There is some dispute over the phonemicity of soft velar consonants. Typically, the soft–hard distinction is allophonic for velar consonants: they become soft before front vowels (e. g. стена́ /[sʲtʲɪˈna]/ 'wall', genitive стены́ /[sʲtʲɪˈnɨ]/, but рука́ /[rʊˈka]/ 'hand, arm', genitive руки́ /[rʊˈkʲi]/) unless there is a word boundary, in which case they are hard (e.g. к Ива́ну /[k‿ɨˈvanʊ]/ 'to Ivan'). Hard variants occur everywhere else. Exceptions are represented mostly by:
- Loanwords:
  - Soft: гёзы, гюрза́, гяу́р, секью́рити, кекс, кяри́з, са́нкхья, хянга́;
  - Hard: кок-сагы́з, гэ́льский, акы́н, кэб (кеб), хэ́ппенинг.
- Proper nouns of foreign origin:
  - Soft: Алигье́ри, Гёте, Гю́нтер, Гянджа́, Джокьяка́рта, Кёнигсберг, Кюраса́о, Кя́хта, Хью́стон, Хёндэ, Хю́бнер, Пюхяя́рви;
  - Hard: Мангышла́к, Гэ́ри, Кызылку́м, Кэмп-Дэ́вид, Архы́з, Хуанхэ́.

The rare native examples are fairly new, as most of them were coined in the last century:
- Soft: forms of the verb ткать 'weave' (ткёшь, ткёт etc., and derivatives like соткёшься); догёнок/догята, герцогёнок/герцогята; and adverbial participles of the type берегя, стерегя, стригя, жгя, пекя, секя, ткя (it is disputed whether these are part of the standard language or just informal colloquialisms);
- Hard: the name гэ of letter г, acronyms and derived words (кагэбэшник, днепрогэсовский), a few interjections (гы, кыш, хэй), some onomatopoeic words (гыгыкать), and colloquial forms of certain patronyms: Олегыч, Маркыч, Аристархыч (where -ыч is a contraction of standard language's patronymical suffix -ович rather than a continuation of ancient -ич).

In the mid-twentieth century, a small number of reductionist approaches made by structuralists put forth that palatalized consonants occur as the result of phonological processes involving //j// (or palatalization as a phoneme in itself), so that there were no underlying palatalized consonants. Despite such proposals, linguists have long agreed that the underlying structure of Russian is closer to that of its acoustic properties, namely that soft consonants are separate phonemes in their own right.

== Voicing ==

Consonants and their voiced/voiceless equivalents
| Voiced | Voiceless |
|---|---|
| Б /b/ | П /p/ |
| В /v/ | Ф /f/ |
| Г /ɡ/ | К /k/ |
| Д /d/ | Т /t/ |
| Ж /ʐ/ | Ш /ʂ/ |
| З /z/ | С /s/ |
| Л /l/ | – |
| М /m/ | – |
| Н /n/ | – |
| Р /r/ | – |
| – | Х /x/ |
| – | Ц /ts/ |
| – | Ч /tɕ/ |
| – | Щ /ɕː/ |
| Й /j/ | – |

===Final devoicing===
Voiced consonants (//b/, /bʲ/, /d/, /dʲ/ /ɡ/, /v/, /vʲ/, /z/, /zʲ/, /ʐ//, and //ʑː//) are devoiced word-finally unless the next word begins with a voiced obstruent. In other words, their voiceless equivalent will be used (see table on the right).

• DATASET CONTENT
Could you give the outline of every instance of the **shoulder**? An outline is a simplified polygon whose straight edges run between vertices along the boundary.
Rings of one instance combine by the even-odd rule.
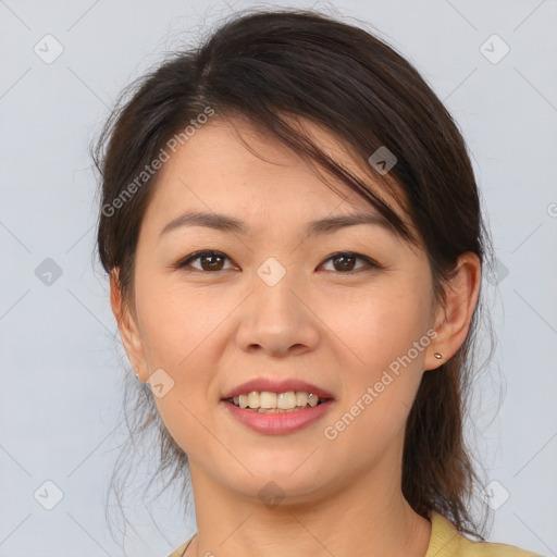
[[[194,535],[189,540],[186,540],[180,547],[176,547],[176,549],[174,549],[169,555],[169,557],[182,557],[184,555],[187,546],[190,544],[191,540],[194,540]]]
[[[432,511],[431,540],[425,557],[542,557],[515,545],[469,540],[443,515]]]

• EXERCISE TASKS
1) In the passage on Russian consonants, when were most of the native examples of exceptions coined?
2) Please explain, using the passage on Russian consonants, why the к in "к Ива́ну" is hard even though a front vowel follows it.

• ANSWERS BELOW
1) Most of them were coined in the last century.

2) Velar consonants normally become soft before front vowels, but not when there is a word boundary between the consonant and the vowel. In "к Ива́ну" the к is separated from the following vowel by a word boundary, so it stays hard.